Goal: Return the lines beginning at the one that contains "[pin] groom's brown" and continuing to the end of the entries, including both ends, exactly as written and nothing else.

Information provided:

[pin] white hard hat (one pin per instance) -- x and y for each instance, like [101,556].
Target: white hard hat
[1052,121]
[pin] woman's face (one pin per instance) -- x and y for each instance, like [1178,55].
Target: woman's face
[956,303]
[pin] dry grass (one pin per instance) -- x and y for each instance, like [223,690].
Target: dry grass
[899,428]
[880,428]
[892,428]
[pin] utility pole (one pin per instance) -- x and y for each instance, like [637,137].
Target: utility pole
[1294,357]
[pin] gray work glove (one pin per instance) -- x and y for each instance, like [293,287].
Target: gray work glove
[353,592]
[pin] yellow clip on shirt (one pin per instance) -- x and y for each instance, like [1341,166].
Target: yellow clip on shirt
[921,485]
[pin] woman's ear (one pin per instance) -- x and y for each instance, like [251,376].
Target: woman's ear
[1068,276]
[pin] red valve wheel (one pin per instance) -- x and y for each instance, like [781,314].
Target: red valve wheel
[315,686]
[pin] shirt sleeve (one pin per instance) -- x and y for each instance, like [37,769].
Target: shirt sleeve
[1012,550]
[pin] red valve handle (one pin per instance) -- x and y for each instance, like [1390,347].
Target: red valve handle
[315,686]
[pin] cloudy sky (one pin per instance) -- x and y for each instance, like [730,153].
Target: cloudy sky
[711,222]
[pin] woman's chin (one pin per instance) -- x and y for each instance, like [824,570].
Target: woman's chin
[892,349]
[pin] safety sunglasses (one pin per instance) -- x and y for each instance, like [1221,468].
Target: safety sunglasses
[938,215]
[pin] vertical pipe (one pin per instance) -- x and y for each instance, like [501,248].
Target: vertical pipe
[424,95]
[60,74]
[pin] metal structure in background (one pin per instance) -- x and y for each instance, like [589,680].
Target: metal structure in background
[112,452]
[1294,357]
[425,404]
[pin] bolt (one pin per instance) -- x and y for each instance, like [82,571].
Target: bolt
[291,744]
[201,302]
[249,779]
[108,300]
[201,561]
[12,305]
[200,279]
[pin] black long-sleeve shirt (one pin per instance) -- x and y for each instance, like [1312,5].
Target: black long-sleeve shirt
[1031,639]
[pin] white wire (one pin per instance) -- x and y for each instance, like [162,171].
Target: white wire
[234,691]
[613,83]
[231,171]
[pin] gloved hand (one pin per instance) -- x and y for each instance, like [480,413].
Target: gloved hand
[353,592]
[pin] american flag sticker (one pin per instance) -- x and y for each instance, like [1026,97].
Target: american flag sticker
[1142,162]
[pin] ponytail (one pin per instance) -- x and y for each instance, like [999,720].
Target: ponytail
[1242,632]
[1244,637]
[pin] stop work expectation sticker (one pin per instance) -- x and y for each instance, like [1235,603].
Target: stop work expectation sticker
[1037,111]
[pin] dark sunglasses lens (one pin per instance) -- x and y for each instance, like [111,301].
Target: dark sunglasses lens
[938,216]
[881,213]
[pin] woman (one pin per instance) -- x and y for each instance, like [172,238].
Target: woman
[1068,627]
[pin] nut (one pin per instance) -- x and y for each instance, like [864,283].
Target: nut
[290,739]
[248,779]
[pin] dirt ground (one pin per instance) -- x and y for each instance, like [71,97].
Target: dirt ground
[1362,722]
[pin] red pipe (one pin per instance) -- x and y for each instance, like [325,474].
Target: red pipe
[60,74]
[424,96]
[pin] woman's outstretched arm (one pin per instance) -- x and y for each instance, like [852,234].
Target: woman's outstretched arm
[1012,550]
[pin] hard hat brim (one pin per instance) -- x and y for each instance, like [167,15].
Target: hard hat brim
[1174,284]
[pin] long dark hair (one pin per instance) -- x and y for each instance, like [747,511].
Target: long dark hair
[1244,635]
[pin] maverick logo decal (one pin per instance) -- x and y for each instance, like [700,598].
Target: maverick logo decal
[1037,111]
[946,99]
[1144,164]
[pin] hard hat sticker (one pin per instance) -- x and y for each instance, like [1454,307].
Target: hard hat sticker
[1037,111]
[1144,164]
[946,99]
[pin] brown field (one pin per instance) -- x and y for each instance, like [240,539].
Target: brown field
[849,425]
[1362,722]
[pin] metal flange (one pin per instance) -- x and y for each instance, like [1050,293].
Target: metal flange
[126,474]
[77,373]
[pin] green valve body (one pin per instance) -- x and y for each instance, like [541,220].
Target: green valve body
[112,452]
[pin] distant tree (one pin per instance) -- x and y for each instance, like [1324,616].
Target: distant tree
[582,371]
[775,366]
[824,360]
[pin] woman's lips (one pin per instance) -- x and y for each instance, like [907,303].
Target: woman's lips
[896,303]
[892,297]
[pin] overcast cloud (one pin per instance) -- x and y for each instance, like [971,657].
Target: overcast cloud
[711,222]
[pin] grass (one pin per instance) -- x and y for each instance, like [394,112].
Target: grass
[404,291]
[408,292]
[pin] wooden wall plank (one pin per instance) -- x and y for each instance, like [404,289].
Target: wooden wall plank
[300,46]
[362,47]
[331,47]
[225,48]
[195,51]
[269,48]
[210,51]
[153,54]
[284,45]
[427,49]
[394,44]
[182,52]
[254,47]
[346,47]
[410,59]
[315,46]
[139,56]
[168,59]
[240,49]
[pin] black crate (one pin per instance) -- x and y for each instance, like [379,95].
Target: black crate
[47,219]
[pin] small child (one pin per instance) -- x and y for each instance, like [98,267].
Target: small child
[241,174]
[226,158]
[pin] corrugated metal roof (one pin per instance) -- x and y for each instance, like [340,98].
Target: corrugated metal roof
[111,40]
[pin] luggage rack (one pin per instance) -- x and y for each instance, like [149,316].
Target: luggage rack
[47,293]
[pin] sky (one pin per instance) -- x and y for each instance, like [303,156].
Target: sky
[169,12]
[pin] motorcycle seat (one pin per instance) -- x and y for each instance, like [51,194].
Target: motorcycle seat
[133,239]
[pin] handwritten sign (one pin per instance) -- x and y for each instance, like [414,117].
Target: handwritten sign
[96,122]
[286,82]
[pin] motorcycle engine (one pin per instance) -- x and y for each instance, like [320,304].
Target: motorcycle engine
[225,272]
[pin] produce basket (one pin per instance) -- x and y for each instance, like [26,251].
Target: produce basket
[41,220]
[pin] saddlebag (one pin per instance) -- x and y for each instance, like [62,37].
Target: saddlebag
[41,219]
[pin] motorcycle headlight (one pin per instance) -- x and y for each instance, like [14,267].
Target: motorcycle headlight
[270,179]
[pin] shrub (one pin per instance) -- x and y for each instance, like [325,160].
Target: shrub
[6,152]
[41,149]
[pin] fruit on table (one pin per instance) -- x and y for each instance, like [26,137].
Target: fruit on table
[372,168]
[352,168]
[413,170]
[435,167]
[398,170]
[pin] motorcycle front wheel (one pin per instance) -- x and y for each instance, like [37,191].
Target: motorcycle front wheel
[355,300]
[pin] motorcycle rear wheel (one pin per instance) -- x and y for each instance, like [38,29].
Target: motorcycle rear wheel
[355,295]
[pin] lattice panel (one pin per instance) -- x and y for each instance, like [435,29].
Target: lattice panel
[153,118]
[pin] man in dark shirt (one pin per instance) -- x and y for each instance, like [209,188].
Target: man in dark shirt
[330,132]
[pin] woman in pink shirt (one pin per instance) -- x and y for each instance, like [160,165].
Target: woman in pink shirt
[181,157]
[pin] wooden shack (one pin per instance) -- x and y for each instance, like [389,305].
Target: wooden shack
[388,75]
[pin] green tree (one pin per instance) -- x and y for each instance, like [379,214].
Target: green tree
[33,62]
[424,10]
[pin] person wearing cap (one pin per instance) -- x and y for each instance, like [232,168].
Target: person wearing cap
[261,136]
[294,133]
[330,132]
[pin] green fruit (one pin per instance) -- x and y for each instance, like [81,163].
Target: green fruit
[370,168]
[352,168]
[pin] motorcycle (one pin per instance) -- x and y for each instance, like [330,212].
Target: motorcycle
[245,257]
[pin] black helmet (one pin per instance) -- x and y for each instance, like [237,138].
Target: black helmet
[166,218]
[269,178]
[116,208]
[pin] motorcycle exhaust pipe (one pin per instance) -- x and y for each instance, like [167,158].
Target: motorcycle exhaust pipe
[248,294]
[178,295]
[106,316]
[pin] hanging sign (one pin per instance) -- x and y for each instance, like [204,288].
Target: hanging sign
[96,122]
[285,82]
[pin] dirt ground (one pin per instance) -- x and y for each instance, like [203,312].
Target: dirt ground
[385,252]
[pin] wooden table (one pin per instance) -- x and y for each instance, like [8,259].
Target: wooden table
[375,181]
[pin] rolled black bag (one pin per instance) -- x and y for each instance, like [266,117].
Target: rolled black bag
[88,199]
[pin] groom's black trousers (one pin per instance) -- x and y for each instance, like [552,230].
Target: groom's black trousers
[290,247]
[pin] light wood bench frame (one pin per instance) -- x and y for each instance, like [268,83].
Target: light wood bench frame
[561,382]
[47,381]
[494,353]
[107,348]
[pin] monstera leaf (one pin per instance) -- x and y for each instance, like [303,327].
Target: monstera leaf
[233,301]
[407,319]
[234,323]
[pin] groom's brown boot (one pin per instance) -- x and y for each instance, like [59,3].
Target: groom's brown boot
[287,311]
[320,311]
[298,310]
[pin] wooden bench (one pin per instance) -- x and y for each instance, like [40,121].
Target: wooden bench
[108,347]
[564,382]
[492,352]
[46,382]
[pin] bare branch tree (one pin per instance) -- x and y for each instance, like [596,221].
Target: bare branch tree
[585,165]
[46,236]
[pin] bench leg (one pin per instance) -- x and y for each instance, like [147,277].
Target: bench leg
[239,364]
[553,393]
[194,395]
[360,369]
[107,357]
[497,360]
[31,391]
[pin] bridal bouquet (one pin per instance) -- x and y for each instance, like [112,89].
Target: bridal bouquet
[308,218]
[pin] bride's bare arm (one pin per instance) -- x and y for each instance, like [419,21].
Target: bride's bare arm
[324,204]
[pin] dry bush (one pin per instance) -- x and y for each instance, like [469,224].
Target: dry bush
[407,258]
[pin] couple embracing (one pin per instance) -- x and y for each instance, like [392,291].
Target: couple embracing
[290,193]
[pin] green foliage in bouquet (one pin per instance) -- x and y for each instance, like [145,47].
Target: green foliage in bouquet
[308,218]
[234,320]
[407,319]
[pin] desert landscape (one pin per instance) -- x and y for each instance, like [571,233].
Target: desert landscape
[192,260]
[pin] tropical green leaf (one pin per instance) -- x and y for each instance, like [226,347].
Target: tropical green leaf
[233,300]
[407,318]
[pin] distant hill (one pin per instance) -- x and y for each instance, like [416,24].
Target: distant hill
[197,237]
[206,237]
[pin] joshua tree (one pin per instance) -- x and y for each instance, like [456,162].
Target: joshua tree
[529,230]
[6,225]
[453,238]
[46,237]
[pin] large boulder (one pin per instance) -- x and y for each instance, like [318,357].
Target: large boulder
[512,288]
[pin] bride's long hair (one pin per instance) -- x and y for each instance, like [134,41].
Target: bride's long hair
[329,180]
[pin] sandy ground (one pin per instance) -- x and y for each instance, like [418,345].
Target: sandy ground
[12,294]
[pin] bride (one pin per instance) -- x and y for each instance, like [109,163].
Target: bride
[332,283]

Solution for this task:
[pin] groom's brown boot (one pin per instance) -- x and y for each instance, like [59,3].
Target: groom's brown boot
[287,311]
[320,311]
[298,310]
[pin] wooden bench (one pin per instance) -- x and y for each instance, like [40,121].
Target: wooden bench
[108,347]
[564,382]
[492,352]
[46,382]
[pin] bare branch tree (one pin per instance) -- x and y for each instance, like [596,221].
Target: bare branch tree
[585,165]
[46,236]
[pin] bench leg (one pin per instance) -- x and y for each instance, like [147,277].
Target: bench leg
[239,364]
[553,393]
[194,395]
[360,369]
[107,357]
[497,360]
[31,391]
[pin] bridal bouquet (one pin per instance) -- x and y for each instance, like [112,89].
Target: bridal bouquet
[308,218]
[pin] bride's bare arm (one pin per instance) -- x and y for each instance, like [419,21].
Target: bride's bare arm
[324,204]
[pin] dry bush (one pin per instance) -- x and y for each instance, like [469,224].
Target: dry bush
[407,258]
[pin] couple embracing (one pin per instance) -- x and y for each instance, like [392,291].
Target: couple embracing
[290,193]
[pin] green foliage in bouquet (one pin per instance) -- x and y for each instance, like [145,47].
Target: green foliage in bouquet
[308,218]
[234,320]
[407,319]
[pin] desert landscape (one pin per instance) -- x and y for each instance, like [571,233].
Target: desert landscape
[192,260]
[pin] tropical green leaf (one pin per instance) -- x and y for each instance, like [226,347].
Target: tropical green leaf
[233,300]
[407,318]
[pin] distant hill (one pin per instance) -- x and y for each instance, like [416,24].
Target: distant hill
[197,237]
[206,237]
[pin] joshua tree (one pin per instance) -- x and y for each instance, like [456,162].
Target: joshua tree
[529,230]
[6,225]
[453,238]
[46,237]
[pin] large boulder (one pin per instance) -- x and y for each instance, like [318,357].
Target: large boulder
[512,288]
[pin] bride's long hair (one pin per instance) -- x and y for each instance, like [134,41].
Target: bride's long hair
[329,180]
[pin] sandy ground (one pin per instance) -- x and y for each instance, like [418,345].
Target: sandy ground
[12,294]
[pin] bride (one pin per instance) -- x and y for each instance, like [109,163].
Target: bride
[332,283]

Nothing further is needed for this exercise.